— START SOURCE EXTRACT —
In an era defined by digital saturation, a quiet but significant countermovement is reshaping the marketing and communications landscape: the resurgence of print. Stuart Daniels, Sales Manager for Production Systems at Altron Document Solutions, discusses why print is not only surviving in the digital age, it is evolving, gaining strategic relevance, and asserting itself in ways that digital media simply cannot replicate.

Technology As The Catalyst For Change
The most transformative development in contemporary print is not a single technology, it is the democratisation of capability. Digital printing and finishing have advanced to a point where print service providers and brand owners can now produce precisely what they need, exactly when they need it, without the financial and logistical burden of holding large volumes of pre-printed shelf stock.
This has been a paradigm shift for the industry. Variable data printing, high-definition inkjet, and digital embellishment technologies have collapsed the traditional barrier between short-run viability and quality output. Where offset lithography once demanded high minimum quantities to justify setup costs, digital production now makes runs of one commercially feasible, opening the door to highly personalised, on-demand applications.
‘Because of the technology that allows them to do so,’ noted Daniels, ‘we see a major shift towards more short-run, specialised applications such as packaging, label printing, and more bespoke-work.’ This isn’t incremental change, it is a structural reorganisation of what print can do and who it serves.
‘Digital printing and finishing have evolved to a point where producers have the freedom to print what they need, when they need it, without the expense of a large stock of media or finished goods.’
Print As Psychology: The Neuroscience Of Touch
Perhaps the most under appreciated dimension of print’s resurgence is neurological. A growing body of research in consumer psychology and neuromarketing confirms what intuition has long suggested: physical, tactile media engages the brain differently, and more deeply, than its digital counterpart.
A landmark study by Canada Post and True Impact Marketing found that direct mail requires 21% less cognitive effort to process than digital media, yet produces 70% higher brand recall. Separate research by Temple University’s Centre for Neural Decision Making demonstrated that physical advertising activates the brain’s value and desire centres more intensely than digital ads, translating directly into purchase intent.
Daniels said, ‘Print allows for a more traditional and visceral response to brand messages, where touch, feel, even scent and taste can be leveraged to illicit a response from customers or consumers.’
This is not nostalgia, it is a strategic response to the cognitive fatigue induced by perpetual digital exposure. As screens compete relentlessly for attention, a well-crafted printed piece cuts through precisely because it operates on a different sensory register entirely.
— END SOURCE EXTRACT —
§ **REQUESTS**:
a) Translate into Spanish the following sentence from the article on print's resurgence: "As screens compete relentlessly for attention, a well-crafted printed piece cuts through precisely because it operates on a different sensory register entirely."
b) Answer these questions using the article on print's resurgence:
(i) What position does Stuart Daniels hold, and at which company?
(ii) Which printing method once required high minimum quantities to justify setup costs?
(iii) According to the study by Canada Post and True Impact Marketing, how much higher is the brand recall produced by direct mail than by digital media?
c) Set down the portion of the article on print's resurgence starting with "Technology As The" and going on through "personalised, on-demand applications.", word for word.
— START PROVIDED INFORMATION —
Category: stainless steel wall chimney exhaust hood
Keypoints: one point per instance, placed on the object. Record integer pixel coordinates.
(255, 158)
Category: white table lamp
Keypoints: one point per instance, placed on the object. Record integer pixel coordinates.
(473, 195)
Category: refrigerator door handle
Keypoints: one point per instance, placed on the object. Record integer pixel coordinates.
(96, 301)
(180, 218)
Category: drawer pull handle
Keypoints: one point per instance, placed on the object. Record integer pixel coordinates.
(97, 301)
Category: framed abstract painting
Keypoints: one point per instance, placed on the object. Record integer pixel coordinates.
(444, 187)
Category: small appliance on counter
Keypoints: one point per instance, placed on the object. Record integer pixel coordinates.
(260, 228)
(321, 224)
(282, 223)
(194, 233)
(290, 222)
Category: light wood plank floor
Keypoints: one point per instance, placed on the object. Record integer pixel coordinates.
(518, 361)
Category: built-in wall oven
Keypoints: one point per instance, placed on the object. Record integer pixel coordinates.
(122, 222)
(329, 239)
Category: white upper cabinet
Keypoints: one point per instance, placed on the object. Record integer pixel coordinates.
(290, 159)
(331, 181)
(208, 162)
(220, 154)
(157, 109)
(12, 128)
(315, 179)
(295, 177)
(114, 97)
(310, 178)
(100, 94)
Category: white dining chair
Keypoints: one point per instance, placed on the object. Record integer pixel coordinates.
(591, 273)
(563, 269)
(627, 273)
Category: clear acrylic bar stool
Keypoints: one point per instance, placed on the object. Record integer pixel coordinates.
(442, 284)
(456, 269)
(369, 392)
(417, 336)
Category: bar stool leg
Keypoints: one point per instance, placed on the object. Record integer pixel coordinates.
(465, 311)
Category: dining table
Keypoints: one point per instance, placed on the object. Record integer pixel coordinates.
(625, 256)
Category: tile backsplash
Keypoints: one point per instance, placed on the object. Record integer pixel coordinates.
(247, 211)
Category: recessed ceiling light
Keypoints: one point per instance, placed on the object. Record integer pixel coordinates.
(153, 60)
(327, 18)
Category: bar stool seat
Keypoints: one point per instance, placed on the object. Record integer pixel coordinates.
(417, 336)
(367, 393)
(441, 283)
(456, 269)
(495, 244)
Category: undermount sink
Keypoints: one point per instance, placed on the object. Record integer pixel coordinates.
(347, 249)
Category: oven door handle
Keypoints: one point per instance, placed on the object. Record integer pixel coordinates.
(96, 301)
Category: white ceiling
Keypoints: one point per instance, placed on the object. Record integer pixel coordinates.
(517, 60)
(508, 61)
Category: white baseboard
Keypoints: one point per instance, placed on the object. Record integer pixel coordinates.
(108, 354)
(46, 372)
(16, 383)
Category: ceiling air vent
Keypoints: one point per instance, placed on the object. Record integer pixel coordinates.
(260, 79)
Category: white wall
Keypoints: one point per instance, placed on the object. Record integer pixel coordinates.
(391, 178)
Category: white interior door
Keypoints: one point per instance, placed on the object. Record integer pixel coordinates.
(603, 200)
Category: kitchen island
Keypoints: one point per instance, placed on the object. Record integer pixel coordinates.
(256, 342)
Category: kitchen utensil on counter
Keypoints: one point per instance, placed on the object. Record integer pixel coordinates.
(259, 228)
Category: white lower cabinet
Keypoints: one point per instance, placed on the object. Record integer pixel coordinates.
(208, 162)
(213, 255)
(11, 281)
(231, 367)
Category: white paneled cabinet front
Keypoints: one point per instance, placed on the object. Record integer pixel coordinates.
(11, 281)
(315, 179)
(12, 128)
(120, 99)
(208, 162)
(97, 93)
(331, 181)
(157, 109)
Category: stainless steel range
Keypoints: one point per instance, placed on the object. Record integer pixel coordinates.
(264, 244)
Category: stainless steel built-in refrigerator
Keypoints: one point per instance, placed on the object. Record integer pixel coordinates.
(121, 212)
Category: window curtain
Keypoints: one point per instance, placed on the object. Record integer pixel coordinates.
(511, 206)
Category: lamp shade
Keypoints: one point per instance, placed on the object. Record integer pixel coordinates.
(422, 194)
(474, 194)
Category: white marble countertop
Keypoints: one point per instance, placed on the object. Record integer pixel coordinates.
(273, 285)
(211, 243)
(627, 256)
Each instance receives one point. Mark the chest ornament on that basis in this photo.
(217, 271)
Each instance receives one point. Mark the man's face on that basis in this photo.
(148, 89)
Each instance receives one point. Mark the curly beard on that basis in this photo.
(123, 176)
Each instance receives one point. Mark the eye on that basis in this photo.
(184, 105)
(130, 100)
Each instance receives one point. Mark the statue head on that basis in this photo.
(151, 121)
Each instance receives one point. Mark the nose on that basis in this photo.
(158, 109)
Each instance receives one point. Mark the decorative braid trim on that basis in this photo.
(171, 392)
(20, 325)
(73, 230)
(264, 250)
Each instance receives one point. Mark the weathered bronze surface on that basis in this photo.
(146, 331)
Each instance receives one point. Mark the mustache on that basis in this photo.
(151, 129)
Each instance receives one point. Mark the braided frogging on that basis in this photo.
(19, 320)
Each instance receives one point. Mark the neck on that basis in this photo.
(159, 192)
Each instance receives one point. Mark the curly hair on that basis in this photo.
— END PROVIDED INFORMATION —
§ **SOLVED PROBLEMS**:
a) Mientras las pantallas compiten sin descanso por la atención, una pieza impresa bien elaborada logra destacarse precisamente porque opera en un registro sensorial completamente distinto.

b)
(i) He is Sales Manager for Production Systems at Altron Document Solutions.
(ii) Offset lithography.
(iii) 70% higher.

c)
Technology As The Catalyst For Change
The most transformative development in contemporary print is not a single technology, it is the democratisation of capability. Digital printing and finishing have advanced to a point where print service providers and brand owners can now produce precisely what they need, exactly when they need it, without the financial and logistical burden of holding large volumes of pre-printed shelf stock.
This has been a paradigm shift for the industry. Variable data printing, high-definition inkjet, and digital embellishment technologies have collapsed the traditional barrier between short-run viability and quality output. Where offset lithography once demanded high minimum quantities to justify setup costs, digital production now makes runs of one commercially feasible, opening the door to highly personalised, on-demand applications.